**Extracto del documento**
******

Concédete el tiempo que necesitas

Atardecer en la Albufera

Desde bien pequeña, he tenido prisa por ir más allá. Prisa por crecer, por ir y por volver. Por enamorarme, por viajar, por terminar la semana.

En el colegio, terminaba en dos segundos la tarea, con una letra terrible que casi no se podía entender, y me solían enviar de vuelta a mi sitio a repetirlo, o me ponían ejercicios más difíciles, intentando que tardase un poco más en resolverlos. Pero mi afán consistía precisamente en terminar lo más rápido posible.

Más adelante he sentido prisa también en la carretera o en el metro, aunque realmente no esté llegando tarde a ninguna parte.

Esto ha sido algo que he tenido que trabajar toda mi vida, pues mi impulso de hacer las cosas con gran rapidez hace que deje muchos detalles en el tintero.

Me di cuenta de esto viendo la película El último samurai. En ella, hay una escena donde Tom Cruise observa cómo preparan el té en el pueblecito japonés que lo tiene cautivo, y se maravilla del cuidado y la atención con que lo hacen, pues raya la perfección. Es pura presencia.

Después de verla, me hice un cartel que decía: “No hay prisa. Date el tiempo suficiente”, y lo colgué en la pared de mi habitación. Y también me aficioné a la escritura con plumilla y tinta, que es una de las cosas que no puedes hacer rápido aunque quieras.

******

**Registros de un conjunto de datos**
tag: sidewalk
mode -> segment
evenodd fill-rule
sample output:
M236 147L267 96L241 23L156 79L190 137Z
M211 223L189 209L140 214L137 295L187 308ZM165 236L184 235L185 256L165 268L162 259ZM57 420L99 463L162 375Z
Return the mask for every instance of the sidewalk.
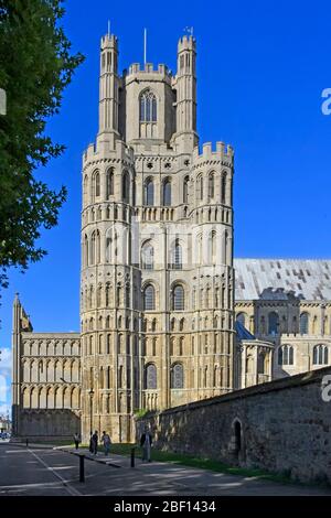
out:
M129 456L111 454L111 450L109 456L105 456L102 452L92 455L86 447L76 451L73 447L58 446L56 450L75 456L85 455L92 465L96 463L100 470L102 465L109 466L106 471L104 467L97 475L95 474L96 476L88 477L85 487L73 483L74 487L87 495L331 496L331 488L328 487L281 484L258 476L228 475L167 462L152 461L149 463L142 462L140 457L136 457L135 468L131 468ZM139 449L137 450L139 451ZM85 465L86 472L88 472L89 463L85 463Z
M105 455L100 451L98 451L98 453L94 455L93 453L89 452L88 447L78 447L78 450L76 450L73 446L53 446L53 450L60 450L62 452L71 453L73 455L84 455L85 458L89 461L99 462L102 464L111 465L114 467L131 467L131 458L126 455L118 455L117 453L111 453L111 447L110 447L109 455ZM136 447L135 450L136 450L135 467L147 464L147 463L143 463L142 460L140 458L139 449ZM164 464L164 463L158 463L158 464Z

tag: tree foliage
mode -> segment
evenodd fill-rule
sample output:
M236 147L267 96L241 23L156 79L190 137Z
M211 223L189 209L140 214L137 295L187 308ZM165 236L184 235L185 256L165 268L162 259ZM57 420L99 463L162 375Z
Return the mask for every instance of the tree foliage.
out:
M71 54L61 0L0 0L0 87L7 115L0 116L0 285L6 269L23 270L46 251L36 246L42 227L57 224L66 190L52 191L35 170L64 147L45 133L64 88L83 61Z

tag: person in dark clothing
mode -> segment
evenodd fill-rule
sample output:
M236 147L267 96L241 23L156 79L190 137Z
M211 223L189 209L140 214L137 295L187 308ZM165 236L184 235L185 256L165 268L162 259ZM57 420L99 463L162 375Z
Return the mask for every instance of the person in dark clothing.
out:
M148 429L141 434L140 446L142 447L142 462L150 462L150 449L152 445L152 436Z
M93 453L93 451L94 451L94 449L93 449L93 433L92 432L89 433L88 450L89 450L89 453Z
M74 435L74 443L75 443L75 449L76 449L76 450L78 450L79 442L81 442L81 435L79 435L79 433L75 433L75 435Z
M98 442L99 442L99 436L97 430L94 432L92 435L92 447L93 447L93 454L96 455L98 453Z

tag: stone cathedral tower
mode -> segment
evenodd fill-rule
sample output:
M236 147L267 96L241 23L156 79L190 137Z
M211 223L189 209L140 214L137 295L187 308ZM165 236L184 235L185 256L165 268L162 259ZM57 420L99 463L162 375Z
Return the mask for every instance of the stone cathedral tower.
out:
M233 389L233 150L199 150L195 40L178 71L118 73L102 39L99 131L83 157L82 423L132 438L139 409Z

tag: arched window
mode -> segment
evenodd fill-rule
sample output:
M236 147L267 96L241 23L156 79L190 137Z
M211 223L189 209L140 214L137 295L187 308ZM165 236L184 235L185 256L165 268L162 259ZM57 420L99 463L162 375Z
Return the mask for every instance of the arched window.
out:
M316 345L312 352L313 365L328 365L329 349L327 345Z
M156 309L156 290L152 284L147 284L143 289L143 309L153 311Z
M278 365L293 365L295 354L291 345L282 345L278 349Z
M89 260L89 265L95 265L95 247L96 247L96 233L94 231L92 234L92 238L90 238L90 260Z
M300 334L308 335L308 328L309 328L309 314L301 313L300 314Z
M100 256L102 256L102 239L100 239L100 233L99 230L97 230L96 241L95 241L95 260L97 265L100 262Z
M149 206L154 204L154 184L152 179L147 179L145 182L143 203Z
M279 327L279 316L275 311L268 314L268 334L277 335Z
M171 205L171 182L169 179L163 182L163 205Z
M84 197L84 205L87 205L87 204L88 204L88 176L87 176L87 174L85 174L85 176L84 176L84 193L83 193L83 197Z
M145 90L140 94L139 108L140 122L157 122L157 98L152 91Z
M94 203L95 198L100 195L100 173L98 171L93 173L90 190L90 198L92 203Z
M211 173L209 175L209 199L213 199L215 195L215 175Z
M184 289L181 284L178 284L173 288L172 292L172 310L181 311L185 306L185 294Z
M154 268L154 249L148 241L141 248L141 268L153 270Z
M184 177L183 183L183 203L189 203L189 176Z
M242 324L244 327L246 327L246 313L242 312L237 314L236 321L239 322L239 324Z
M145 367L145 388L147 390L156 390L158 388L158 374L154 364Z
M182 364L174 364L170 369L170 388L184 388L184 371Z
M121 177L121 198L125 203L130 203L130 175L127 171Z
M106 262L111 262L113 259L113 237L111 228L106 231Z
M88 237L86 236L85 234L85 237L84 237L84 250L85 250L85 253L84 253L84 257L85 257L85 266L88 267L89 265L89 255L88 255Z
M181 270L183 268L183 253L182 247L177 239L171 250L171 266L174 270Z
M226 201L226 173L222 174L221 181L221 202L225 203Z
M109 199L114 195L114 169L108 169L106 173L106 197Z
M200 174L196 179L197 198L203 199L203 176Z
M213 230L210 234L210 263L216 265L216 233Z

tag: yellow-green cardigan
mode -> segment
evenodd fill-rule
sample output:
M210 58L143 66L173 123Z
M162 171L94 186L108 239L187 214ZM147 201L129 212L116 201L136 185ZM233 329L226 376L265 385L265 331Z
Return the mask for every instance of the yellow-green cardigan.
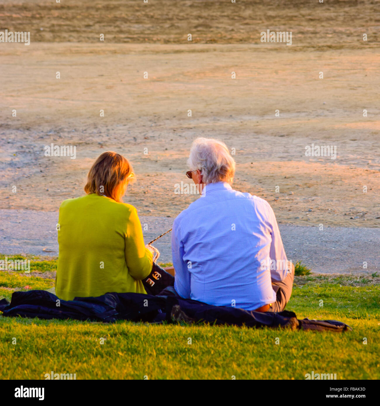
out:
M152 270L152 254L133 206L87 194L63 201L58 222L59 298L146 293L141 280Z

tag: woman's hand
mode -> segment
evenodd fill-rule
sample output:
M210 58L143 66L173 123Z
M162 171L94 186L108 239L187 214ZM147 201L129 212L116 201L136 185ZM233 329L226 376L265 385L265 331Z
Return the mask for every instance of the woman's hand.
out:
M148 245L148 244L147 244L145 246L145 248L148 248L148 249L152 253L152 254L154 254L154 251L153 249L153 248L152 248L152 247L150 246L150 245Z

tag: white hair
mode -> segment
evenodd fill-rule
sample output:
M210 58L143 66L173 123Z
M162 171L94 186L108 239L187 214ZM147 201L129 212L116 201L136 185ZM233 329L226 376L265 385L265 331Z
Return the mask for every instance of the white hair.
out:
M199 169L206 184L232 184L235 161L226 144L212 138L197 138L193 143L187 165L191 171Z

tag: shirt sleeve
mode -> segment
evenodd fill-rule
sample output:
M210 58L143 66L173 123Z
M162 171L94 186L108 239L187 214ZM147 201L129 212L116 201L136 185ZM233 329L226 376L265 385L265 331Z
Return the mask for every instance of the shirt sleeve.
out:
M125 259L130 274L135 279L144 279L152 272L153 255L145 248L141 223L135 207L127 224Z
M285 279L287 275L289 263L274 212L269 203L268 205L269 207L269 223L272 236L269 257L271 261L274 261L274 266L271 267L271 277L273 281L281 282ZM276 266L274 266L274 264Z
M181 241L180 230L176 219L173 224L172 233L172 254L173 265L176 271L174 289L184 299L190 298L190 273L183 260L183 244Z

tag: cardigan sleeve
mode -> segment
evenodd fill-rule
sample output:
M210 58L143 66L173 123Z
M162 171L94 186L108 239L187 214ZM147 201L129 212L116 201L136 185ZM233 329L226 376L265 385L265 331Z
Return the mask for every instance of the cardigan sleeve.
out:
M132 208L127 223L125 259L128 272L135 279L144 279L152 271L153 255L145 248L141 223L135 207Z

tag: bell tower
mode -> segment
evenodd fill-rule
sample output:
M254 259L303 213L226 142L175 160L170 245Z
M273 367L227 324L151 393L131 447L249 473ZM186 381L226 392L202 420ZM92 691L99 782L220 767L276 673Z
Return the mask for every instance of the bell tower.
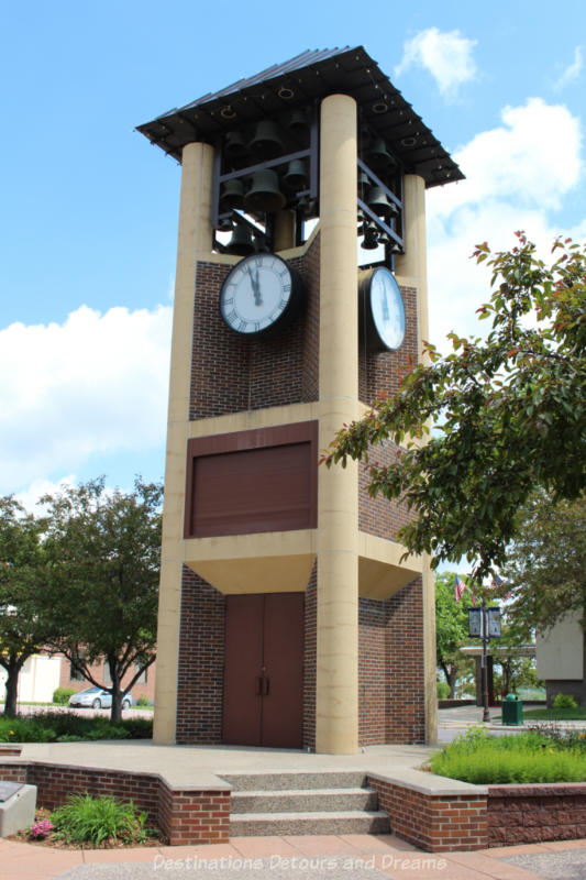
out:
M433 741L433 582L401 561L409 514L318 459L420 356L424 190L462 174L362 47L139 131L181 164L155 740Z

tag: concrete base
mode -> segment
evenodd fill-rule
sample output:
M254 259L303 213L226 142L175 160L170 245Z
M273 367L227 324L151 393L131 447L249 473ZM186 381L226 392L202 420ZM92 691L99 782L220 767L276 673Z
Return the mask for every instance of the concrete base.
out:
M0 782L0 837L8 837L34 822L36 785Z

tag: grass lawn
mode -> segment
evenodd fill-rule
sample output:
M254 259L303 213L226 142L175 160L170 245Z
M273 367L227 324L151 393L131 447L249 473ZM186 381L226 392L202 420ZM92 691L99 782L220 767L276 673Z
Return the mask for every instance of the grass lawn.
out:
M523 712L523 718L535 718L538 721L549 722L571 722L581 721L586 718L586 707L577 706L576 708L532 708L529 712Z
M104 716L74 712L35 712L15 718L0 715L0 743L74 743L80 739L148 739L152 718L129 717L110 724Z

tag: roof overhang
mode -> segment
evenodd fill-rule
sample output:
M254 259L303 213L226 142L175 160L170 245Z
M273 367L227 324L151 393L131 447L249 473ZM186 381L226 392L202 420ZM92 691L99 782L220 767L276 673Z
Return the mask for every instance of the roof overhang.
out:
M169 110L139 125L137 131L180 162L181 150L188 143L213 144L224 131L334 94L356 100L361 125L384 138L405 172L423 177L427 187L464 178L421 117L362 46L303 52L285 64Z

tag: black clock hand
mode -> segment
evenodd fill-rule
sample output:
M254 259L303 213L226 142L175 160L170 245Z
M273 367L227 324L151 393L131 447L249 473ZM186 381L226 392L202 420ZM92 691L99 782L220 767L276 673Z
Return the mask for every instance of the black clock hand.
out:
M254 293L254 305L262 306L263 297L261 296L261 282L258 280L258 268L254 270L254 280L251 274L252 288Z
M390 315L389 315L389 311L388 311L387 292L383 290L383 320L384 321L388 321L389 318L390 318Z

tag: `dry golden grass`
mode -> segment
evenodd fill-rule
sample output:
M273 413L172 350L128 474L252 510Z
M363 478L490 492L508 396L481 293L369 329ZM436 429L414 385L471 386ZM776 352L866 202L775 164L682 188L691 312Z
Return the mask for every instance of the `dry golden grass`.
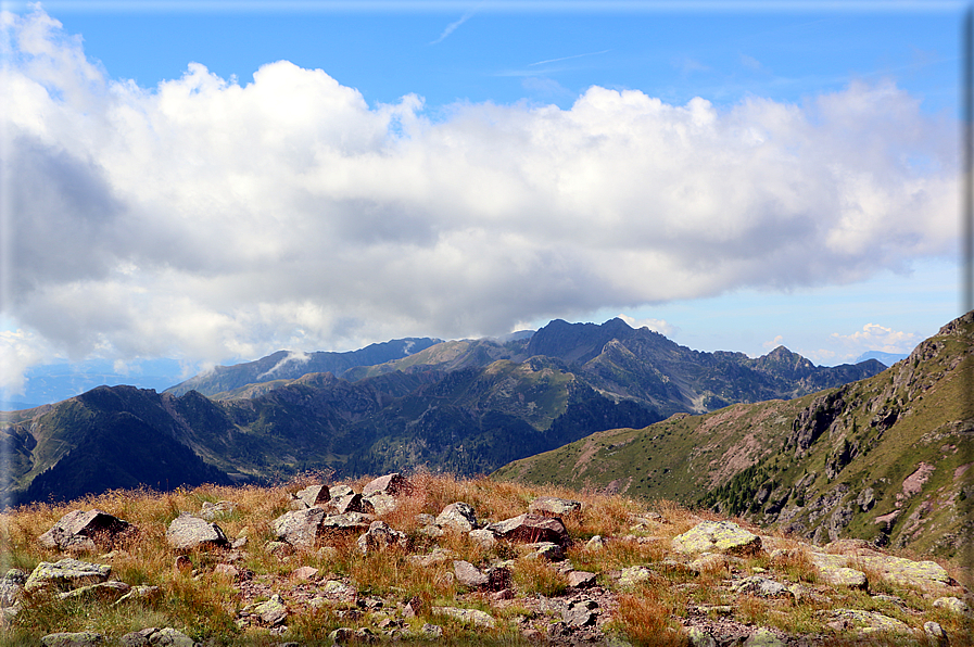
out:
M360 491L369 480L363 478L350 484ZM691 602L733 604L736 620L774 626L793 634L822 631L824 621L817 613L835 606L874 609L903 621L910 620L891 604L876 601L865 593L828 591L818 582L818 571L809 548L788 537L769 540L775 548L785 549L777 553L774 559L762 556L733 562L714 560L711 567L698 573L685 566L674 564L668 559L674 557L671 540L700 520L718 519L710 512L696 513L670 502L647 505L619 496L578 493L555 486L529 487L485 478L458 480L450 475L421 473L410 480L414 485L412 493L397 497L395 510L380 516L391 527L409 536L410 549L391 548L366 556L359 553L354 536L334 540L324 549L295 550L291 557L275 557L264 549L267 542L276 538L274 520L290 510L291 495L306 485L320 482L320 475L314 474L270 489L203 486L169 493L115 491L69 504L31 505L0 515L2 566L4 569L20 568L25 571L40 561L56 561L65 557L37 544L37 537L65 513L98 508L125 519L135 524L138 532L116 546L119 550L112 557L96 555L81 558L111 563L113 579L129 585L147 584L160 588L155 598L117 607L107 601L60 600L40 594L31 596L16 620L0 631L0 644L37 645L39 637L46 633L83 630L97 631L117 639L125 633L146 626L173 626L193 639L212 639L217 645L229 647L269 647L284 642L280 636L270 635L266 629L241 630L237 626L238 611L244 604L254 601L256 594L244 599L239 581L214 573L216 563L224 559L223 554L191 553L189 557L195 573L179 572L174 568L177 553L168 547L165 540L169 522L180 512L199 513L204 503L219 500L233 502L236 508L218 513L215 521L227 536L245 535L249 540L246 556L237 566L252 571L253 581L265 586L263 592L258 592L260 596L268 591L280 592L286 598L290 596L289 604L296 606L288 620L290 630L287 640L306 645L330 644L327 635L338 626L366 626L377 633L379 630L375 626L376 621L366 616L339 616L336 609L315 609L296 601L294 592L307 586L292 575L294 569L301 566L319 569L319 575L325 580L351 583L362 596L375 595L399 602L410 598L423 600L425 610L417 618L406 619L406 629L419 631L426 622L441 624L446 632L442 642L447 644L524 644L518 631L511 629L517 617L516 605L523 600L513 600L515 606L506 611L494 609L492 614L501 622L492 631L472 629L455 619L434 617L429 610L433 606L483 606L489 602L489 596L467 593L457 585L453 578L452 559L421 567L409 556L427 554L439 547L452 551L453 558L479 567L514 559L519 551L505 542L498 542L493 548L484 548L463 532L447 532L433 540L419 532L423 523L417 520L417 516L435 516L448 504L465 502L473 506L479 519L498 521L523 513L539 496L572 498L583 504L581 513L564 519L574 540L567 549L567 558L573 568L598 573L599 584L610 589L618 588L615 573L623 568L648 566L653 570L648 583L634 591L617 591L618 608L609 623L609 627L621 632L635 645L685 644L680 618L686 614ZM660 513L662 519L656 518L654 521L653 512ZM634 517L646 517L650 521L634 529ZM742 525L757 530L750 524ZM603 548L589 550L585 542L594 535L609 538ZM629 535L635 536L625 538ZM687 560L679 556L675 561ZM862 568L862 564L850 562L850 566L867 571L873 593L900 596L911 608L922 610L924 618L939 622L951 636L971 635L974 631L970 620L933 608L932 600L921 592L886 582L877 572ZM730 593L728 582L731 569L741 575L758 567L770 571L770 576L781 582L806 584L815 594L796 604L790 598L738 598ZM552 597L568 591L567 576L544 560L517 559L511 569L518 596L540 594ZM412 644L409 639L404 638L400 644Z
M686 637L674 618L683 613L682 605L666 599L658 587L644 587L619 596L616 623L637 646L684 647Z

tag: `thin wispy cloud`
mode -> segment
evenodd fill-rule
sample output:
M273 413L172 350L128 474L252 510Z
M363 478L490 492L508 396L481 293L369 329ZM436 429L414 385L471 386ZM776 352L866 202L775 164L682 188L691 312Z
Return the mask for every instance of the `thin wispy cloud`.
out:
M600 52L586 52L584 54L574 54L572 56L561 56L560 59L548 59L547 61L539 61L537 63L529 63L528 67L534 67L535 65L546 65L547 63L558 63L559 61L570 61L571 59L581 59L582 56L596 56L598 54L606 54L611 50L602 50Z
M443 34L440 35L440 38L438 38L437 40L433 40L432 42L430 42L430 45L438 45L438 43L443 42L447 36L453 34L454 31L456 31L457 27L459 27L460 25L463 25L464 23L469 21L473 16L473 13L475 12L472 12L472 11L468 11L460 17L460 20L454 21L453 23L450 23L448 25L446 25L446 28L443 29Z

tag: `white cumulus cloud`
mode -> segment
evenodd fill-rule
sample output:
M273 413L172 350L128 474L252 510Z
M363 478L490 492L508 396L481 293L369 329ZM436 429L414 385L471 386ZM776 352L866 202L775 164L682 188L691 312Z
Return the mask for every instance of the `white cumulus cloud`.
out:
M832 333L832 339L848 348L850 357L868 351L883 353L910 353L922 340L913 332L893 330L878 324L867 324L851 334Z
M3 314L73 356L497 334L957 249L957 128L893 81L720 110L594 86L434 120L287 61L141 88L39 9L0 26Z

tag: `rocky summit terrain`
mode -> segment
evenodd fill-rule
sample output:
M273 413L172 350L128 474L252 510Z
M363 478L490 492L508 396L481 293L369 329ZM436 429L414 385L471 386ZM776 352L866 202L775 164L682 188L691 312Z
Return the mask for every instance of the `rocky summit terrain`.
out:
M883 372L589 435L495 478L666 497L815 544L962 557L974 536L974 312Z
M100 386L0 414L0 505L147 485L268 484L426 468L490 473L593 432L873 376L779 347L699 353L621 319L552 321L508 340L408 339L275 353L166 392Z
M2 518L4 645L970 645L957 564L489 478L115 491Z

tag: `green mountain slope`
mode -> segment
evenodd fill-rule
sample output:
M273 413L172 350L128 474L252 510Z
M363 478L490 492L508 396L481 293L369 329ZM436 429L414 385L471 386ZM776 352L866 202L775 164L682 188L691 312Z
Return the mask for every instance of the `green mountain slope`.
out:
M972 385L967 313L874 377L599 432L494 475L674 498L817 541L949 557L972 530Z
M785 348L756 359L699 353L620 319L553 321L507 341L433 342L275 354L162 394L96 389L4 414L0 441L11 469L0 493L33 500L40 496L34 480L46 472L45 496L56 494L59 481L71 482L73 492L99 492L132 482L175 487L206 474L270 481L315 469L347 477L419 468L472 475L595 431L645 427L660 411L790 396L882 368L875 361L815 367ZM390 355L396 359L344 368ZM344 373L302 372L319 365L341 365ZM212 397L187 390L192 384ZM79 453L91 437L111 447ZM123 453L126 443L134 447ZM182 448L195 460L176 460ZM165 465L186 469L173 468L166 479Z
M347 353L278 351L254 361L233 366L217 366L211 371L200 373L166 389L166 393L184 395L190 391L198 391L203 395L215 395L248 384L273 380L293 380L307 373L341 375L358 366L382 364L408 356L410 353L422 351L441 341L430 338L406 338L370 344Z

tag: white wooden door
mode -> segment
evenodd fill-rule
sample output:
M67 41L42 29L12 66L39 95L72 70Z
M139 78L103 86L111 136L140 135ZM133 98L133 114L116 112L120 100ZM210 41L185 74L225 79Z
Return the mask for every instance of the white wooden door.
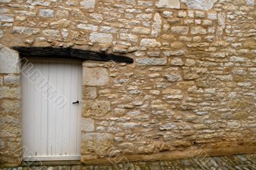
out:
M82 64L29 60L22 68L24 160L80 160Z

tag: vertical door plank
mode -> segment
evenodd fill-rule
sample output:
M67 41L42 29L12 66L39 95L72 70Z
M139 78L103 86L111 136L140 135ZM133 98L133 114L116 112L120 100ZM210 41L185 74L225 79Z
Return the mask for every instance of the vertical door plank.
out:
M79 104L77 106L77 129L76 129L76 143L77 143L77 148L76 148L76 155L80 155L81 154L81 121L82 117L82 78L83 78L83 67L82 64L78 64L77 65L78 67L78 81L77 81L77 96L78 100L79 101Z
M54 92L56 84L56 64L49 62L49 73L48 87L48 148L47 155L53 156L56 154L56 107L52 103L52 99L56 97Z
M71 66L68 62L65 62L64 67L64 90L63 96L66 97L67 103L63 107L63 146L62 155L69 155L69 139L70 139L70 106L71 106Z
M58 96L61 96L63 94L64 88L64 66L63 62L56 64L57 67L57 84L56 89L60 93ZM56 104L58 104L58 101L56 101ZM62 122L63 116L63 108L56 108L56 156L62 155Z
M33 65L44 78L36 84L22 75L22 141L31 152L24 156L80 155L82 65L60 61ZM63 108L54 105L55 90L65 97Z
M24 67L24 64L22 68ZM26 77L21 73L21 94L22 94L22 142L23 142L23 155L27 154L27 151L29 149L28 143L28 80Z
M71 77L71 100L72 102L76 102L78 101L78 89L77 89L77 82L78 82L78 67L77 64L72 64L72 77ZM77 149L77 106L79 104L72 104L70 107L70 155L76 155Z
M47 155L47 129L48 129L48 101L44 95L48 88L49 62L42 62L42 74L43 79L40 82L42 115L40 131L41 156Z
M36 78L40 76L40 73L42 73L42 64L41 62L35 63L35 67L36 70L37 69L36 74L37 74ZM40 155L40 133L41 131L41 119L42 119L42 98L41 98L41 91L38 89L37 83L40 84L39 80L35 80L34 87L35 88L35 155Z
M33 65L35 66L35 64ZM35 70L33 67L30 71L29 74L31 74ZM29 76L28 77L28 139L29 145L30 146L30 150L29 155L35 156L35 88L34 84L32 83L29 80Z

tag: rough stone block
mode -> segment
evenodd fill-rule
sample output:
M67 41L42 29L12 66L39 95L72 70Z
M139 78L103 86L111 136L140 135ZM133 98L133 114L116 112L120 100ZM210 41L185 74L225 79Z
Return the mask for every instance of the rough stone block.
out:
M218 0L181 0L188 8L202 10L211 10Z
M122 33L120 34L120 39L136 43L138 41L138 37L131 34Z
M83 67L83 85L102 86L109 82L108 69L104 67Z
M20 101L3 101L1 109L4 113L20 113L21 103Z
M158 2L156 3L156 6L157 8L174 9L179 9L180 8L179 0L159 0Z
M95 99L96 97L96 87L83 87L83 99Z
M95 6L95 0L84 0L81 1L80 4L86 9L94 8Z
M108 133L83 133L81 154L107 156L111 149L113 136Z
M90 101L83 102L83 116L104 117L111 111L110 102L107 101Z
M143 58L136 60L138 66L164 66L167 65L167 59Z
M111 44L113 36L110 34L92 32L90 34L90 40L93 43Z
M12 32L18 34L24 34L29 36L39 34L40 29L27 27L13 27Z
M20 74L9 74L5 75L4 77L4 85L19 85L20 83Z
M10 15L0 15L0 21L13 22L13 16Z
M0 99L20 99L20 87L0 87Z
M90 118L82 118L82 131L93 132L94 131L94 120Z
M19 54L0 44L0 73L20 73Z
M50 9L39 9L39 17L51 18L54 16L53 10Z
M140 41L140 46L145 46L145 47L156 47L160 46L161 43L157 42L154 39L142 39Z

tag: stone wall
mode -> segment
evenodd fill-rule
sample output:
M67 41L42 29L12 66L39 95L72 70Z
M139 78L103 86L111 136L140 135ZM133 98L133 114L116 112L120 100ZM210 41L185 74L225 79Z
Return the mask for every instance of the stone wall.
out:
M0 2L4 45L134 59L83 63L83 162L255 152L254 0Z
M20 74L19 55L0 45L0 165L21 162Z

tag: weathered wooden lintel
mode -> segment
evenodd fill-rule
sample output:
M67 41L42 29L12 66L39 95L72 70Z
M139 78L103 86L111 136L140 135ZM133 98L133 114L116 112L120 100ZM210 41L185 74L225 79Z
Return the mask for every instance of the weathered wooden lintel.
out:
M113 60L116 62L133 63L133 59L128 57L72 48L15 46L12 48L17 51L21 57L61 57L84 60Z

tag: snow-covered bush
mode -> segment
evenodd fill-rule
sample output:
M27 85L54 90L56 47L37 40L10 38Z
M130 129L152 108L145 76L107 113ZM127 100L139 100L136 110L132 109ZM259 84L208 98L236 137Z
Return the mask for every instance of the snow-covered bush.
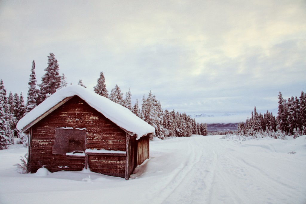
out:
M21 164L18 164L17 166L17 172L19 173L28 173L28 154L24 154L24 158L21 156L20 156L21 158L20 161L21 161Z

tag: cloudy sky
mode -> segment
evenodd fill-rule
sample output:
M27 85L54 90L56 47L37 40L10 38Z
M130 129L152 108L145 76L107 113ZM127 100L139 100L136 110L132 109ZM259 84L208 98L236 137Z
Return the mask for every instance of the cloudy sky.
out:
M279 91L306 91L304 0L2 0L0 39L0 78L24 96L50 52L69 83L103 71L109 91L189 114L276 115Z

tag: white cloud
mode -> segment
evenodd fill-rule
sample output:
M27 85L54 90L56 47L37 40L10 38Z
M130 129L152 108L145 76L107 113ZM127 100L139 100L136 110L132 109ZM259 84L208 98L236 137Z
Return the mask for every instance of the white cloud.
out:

******

**Partes del ejercicio**
1) Reproduce sin cambios el pasaje del texto sobre la prisa que va desde "Concédete el tiempo" hasta "terminar la semana.".
2) Responde brevemente, según el texto sobre la prisa:
(a) ¿Qué película hizo que la autora se diera cuenta de su problema con la prisa?
(b) ¿Qué frase escribió en el cartel que colgó en su habitación?
(c) ¿A qué actividad se aficionó después de ver esa película?
3) Según el texto sobre la prisa, ¿por qué la autora ha tenido que trabajar toda su vida su tendencia a ir deprisa? Contesta en una a tres oraciones.

**Soluciones propuestas**
1)
Concédete el tiempo que necesitas

Atardecer en la Albufera

Desde bien pequeña, he tenido prisa por ir más allá. Prisa por crecer, por ir y por volver. Por enamorarme, por viajar, por terminar la semana.

2)
(a) El último samurai.
(b) "No hay prisa. Date el tiempo suficiente".
(c) A la escritura con plumilla y tinta.

3) Su impulso de hacer las cosas con gran rapidez hace que deje muchos detalles en el tintero.